# EXCERPT PROVIDED

I am using the following settings and mappings for elasticSearch
{
"settings": {
"analysis": {
"filter": {
"autocomplete_filter": {
"type": "edge_ngram",
"min_gram": 1,
"max_gram": 10
},
"synonym_filter": {
"type": "synonym",
"synonyms":[
"yoga,fit-sports,blue",
"tshirt,tees,t-shirt "
]
}
},
"analyzer": {
"autocomplete": {
"type": "custom",
"tokenizer": "whitespace",
"filter": [
"lowercase",
"synonym_filter",
"autocomplete_filter"
]
}
}
}
},
"mappings": {
"products": {
"properties": {
"name": {
"type": "text",
"fields": {
"keyword": {
"type": "keyword",
"ignore_above": 256
}
},
"analyzer": "autocomplete",
"search_analyzer": "standard"
}
}
}
}
}
And I indexed a field "name:Princess Print T-shirt".

# STATED TASK A
Translate this sentence from the Elasticsearch post into Spanish: And I indexed a field "name:Princess Print T-shirt".
# STATED TASK B
Write what comes next in the Elasticsearch post, picking up right after its final sentence.

(Location identification rows)
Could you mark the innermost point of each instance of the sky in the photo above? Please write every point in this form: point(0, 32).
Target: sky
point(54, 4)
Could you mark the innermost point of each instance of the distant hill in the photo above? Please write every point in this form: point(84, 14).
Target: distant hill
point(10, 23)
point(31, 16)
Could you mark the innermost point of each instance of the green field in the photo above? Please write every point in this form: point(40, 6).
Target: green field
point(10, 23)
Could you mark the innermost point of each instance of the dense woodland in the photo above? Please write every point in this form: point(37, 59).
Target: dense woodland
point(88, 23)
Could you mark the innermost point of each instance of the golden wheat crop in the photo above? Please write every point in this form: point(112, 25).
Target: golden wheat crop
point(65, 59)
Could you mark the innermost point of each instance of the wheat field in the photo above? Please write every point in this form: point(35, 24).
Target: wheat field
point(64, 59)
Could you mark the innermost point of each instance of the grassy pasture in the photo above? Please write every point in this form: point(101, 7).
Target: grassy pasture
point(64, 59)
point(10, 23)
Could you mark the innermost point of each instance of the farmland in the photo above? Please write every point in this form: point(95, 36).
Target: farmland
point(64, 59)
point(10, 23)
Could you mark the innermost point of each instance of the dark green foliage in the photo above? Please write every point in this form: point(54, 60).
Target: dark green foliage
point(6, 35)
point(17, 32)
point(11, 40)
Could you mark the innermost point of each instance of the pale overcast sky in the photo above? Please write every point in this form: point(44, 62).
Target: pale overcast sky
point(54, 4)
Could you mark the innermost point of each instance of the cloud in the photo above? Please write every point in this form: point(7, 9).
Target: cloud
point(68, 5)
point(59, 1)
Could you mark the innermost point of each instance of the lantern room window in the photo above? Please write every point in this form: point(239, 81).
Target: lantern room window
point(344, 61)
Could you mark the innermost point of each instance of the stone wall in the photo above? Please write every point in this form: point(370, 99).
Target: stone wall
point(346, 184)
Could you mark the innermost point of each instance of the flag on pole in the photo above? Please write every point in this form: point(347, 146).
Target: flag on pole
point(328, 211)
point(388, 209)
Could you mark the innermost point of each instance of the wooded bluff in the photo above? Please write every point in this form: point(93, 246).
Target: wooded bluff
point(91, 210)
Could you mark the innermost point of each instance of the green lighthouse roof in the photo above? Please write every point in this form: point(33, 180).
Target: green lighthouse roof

# FINAL ANSWER A
Y indexé un campo "name:Princess Print T-shirt".

# FINAL ANSWER B
As am using whitespace analyzer, es create token like "t-shirt". but for searching i am using "search_analyzer": "standard" the query i think is going like "princess print t shirt" and this "t shirt" will not match thus will give empty search result. One solution from my side is like adding synonym like "t shirt,t-shirt". Then i will get the result. but in this case if we search for "shirt" it will return both "t-shirt and shirt" which is not acceptable. And if i didn't use this "search_analyzer": "standard" i am not getting expected result. If i search for "t-shirt" i need only tat search result
The problematic part is as you already described "search_analyzer": "standard"
.
This will transform every entry of T-shirt
to the tokens t
and shirt
.
The data in your index looks like t-shirt
, t-shir
and so on and does not match.
You need to make sure that the query is lowercased, splitted at whitespace.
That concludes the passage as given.